Task instructions
Locate the line that contains "row: white cloud", then copy it and all later lines of the data below exactly, through the last one.

◆ ◆ ◆ ◆ ◆ ◆ ◆

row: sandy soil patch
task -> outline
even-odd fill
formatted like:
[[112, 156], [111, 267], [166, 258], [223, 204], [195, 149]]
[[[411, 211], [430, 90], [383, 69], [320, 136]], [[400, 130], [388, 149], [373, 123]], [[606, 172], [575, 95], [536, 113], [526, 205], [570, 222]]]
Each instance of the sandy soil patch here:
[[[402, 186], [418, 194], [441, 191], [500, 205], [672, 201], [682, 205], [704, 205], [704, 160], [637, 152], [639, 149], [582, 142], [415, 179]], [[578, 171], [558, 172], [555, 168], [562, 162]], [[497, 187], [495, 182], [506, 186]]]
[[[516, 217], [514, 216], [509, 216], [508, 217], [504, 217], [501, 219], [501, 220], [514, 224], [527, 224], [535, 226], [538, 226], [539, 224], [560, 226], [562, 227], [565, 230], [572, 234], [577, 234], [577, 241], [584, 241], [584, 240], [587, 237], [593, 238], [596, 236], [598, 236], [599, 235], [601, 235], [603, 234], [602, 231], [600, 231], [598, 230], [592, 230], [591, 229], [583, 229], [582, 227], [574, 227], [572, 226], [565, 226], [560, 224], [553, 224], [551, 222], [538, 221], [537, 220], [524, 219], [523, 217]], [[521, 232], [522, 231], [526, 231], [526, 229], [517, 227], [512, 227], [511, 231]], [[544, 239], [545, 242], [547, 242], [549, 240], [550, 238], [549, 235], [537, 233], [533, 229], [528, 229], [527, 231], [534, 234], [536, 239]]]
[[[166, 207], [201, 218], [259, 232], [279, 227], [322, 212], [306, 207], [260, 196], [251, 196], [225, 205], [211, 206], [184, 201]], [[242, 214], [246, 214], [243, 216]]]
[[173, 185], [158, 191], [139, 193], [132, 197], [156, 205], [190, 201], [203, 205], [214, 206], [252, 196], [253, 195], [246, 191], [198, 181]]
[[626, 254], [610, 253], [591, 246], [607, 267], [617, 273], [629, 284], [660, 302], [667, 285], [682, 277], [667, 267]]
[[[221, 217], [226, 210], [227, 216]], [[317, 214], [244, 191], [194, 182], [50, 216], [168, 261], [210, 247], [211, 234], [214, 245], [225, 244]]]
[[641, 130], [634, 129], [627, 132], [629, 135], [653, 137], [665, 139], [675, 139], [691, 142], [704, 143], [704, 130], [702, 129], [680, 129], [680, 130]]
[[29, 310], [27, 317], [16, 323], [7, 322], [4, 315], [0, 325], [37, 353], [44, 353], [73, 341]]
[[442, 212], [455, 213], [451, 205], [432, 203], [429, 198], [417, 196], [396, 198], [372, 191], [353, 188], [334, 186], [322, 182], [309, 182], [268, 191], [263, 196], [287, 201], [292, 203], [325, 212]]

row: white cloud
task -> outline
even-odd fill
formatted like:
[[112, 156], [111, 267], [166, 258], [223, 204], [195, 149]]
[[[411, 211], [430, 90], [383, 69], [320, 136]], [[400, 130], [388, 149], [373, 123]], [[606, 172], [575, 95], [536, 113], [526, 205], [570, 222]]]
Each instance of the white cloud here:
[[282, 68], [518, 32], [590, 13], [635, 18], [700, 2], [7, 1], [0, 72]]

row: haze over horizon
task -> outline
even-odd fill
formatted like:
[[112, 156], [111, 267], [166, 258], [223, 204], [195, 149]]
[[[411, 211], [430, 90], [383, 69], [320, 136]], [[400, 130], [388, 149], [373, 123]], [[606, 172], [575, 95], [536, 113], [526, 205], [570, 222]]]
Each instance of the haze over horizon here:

◆ ◆ ◆ ◆ ◆ ◆ ◆

Task output
row: white cloud
task -> outline
even-odd fill
formatted like:
[[112, 156], [111, 267], [166, 258], [223, 204], [195, 149]]
[[[411, 211], [430, 90], [383, 69], [320, 136]], [[400, 130], [388, 149], [373, 123]], [[606, 172], [575, 95], [536, 113], [526, 205], [570, 222]]]
Each instance of the white cloud here:
[[282, 68], [518, 32], [590, 13], [635, 18], [700, 2], [7, 1], [0, 72]]

row: haze over horizon
task -> outline
even-odd fill
formatted like:
[[112, 156], [111, 267], [166, 258], [223, 204], [195, 149]]
[[[411, 211], [430, 90], [383, 69], [320, 136]], [[400, 130], [388, 149], [373, 123]], [[606, 172], [575, 95], [536, 113], [526, 205], [570, 222]]]
Each instance of the haze over horizon here:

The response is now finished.